*PROBLEM DETAILS*.
What is needed is an exact copy of the entries below, from the line that contains "Where can the dark circular" through the final line, both included, and nothing else.

--- begin ---

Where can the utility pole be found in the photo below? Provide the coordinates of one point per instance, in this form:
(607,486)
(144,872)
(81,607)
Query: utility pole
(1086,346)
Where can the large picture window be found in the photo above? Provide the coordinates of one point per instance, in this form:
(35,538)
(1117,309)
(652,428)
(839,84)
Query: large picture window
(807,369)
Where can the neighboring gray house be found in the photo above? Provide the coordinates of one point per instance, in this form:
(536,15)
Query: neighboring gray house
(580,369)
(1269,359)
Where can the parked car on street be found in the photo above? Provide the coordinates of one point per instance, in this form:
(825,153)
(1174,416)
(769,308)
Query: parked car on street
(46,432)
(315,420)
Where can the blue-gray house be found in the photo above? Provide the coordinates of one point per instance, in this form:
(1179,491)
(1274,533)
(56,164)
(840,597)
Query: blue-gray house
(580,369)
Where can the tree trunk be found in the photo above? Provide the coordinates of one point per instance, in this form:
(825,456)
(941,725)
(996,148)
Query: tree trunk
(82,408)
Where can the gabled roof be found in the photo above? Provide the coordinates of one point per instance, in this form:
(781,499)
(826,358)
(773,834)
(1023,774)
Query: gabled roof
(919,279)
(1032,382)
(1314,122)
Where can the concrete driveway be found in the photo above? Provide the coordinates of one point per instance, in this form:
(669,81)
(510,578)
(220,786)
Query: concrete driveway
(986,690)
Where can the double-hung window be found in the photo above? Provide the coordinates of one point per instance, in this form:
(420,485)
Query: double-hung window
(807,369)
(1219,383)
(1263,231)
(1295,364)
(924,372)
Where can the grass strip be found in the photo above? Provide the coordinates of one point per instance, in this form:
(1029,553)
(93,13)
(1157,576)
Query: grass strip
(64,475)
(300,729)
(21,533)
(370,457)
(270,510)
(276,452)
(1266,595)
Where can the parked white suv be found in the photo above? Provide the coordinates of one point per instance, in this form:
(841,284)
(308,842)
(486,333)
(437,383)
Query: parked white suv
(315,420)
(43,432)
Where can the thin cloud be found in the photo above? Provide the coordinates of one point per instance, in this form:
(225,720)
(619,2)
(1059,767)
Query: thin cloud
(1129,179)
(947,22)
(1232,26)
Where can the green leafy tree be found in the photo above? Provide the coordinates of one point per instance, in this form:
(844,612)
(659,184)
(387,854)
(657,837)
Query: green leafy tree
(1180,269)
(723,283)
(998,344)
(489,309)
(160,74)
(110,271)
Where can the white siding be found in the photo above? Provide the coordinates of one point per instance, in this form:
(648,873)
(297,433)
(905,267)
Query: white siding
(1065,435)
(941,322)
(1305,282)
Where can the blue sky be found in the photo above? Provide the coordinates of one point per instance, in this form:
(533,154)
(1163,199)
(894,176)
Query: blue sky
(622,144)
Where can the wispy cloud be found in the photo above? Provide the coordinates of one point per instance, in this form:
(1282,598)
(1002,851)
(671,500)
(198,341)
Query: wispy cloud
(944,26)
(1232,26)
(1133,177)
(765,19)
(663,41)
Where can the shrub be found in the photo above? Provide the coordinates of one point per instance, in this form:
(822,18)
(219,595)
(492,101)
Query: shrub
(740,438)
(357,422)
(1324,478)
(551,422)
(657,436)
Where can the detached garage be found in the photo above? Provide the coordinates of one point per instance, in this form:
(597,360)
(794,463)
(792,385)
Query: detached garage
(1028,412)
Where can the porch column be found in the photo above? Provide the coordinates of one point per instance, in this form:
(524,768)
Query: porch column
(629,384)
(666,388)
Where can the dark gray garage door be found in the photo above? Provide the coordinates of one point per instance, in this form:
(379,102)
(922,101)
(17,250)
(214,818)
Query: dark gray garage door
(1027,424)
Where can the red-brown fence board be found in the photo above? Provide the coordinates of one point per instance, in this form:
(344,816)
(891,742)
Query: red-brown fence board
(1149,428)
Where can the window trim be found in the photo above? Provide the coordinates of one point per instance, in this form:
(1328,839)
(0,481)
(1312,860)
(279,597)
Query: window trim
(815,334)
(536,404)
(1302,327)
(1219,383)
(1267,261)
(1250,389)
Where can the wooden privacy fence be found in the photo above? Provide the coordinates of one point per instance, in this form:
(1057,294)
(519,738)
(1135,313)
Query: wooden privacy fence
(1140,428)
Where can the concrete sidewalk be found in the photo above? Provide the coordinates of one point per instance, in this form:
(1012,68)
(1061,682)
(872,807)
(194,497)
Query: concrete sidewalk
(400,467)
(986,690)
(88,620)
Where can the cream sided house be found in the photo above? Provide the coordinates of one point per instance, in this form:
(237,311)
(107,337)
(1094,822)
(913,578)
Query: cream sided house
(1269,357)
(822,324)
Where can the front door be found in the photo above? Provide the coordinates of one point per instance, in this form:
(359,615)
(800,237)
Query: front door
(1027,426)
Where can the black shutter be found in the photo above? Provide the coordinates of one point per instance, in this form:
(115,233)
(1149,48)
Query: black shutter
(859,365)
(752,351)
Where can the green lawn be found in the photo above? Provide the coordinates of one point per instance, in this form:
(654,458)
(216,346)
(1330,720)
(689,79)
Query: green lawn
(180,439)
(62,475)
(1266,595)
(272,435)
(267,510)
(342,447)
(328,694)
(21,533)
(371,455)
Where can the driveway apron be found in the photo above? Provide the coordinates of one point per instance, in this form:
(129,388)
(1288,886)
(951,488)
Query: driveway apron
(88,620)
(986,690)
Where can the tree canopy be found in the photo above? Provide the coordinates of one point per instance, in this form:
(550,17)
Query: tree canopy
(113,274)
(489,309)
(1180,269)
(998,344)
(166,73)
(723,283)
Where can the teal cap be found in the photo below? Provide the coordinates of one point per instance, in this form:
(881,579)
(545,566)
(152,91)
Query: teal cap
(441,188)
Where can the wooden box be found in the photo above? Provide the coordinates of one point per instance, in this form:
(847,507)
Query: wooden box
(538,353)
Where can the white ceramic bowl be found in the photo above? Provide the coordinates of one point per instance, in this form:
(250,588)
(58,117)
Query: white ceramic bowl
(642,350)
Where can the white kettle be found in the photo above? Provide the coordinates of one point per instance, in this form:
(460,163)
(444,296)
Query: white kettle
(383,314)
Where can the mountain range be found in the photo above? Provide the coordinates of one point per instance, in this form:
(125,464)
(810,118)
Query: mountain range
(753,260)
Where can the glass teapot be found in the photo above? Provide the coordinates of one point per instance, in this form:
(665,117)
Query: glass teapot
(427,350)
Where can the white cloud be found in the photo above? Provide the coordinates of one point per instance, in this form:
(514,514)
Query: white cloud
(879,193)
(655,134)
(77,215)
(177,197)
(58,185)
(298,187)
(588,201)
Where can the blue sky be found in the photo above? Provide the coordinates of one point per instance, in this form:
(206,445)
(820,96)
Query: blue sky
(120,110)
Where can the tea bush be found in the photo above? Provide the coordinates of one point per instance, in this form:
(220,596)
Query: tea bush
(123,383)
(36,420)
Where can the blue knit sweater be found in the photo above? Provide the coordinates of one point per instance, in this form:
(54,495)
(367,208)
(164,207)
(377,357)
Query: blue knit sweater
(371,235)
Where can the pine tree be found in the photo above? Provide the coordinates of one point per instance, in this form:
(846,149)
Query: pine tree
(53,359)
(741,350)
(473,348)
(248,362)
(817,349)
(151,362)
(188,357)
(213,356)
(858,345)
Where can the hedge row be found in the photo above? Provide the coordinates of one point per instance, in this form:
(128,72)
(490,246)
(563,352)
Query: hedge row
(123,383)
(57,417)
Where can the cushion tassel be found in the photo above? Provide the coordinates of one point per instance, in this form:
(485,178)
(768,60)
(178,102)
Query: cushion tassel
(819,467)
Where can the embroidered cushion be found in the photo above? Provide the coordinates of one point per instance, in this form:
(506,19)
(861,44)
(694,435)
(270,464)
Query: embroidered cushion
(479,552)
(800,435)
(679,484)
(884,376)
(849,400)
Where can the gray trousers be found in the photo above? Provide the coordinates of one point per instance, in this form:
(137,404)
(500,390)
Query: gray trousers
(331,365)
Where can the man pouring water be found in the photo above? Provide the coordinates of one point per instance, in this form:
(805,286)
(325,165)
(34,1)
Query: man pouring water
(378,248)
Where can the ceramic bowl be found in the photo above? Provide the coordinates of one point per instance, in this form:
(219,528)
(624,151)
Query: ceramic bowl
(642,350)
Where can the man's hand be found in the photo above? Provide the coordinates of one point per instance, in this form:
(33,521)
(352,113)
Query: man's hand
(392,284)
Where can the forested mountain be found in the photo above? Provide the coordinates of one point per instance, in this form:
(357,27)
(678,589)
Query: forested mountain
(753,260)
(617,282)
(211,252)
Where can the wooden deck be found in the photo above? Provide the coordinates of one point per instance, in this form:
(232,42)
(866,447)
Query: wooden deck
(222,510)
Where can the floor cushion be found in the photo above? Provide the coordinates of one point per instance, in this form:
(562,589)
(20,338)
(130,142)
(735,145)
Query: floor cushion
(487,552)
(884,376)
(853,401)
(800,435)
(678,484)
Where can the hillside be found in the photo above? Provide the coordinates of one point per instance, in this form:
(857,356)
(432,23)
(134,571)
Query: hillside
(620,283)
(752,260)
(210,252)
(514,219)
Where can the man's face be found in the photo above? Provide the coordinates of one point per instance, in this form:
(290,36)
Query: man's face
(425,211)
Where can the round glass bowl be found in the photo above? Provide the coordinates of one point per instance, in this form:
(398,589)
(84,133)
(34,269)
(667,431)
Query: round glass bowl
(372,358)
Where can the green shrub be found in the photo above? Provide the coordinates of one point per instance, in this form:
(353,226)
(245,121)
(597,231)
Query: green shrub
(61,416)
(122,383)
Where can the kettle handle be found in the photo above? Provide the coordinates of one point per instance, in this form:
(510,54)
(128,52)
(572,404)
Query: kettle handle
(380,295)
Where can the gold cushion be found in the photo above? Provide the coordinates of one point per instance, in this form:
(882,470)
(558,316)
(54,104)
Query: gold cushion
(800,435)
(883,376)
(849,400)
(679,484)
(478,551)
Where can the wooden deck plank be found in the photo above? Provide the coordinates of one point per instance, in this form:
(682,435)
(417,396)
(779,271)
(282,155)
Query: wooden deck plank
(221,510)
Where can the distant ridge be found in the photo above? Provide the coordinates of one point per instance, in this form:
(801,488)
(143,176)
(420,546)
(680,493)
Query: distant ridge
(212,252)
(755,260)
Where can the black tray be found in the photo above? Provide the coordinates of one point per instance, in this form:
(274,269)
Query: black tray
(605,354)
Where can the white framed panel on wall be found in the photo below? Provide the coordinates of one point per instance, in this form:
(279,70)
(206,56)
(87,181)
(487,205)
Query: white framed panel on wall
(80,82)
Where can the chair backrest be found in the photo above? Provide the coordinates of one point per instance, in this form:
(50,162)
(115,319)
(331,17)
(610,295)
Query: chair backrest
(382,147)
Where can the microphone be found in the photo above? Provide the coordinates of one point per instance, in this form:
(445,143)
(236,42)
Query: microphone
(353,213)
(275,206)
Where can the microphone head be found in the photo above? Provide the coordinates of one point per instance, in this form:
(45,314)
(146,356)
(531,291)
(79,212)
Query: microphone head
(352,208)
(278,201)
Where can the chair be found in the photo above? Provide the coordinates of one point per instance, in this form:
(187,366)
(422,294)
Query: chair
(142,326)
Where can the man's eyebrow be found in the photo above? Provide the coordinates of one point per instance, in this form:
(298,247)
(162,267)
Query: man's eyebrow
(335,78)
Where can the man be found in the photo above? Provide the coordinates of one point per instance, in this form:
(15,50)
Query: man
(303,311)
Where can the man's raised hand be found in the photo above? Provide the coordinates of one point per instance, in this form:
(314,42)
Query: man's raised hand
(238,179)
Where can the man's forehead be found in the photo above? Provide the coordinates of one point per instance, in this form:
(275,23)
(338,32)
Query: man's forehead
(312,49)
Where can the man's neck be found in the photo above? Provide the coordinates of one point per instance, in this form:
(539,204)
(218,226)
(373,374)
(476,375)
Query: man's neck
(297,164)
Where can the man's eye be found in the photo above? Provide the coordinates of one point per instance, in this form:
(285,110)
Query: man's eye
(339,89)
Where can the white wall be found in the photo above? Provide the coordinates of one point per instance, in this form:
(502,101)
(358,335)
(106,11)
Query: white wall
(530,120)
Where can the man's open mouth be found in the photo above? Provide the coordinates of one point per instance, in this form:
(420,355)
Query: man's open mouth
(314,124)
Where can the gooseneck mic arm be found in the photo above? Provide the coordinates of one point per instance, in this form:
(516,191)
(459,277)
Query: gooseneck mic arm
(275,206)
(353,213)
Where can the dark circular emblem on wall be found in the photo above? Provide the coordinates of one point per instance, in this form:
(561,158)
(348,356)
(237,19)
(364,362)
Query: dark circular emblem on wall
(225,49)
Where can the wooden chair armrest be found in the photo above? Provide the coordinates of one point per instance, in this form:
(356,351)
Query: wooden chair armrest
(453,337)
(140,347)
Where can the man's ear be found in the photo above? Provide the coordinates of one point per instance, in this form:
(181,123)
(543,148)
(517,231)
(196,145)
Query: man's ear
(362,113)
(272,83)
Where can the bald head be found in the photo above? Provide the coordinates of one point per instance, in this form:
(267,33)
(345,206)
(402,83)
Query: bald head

--- end ---

*RIGHT ANSWER*.
Where can the dark circular emblem on wall be found in the photo above? Provide the coordinates of one point per instance, in this form:
(561,158)
(348,356)
(237,19)
(364,362)
Query: dark circular emblem on wall
(225,49)
Where can the wooden chair armrest be found in the photo above? Provide the coordinates of one point per instance, in this form:
(356,351)
Query: wooden chair armrest
(453,337)
(140,347)
Where can the man's ear be found in the photo above? Provide the coordinates of one point per instance, in this form:
(181,123)
(543,148)
(517,231)
(196,145)
Query: man's ear
(362,113)
(272,83)
Where can the bald head be found in the photo above? Provide the coordinates of one point per instance, in this form:
(267,33)
(345,206)
(402,83)
Query: bald head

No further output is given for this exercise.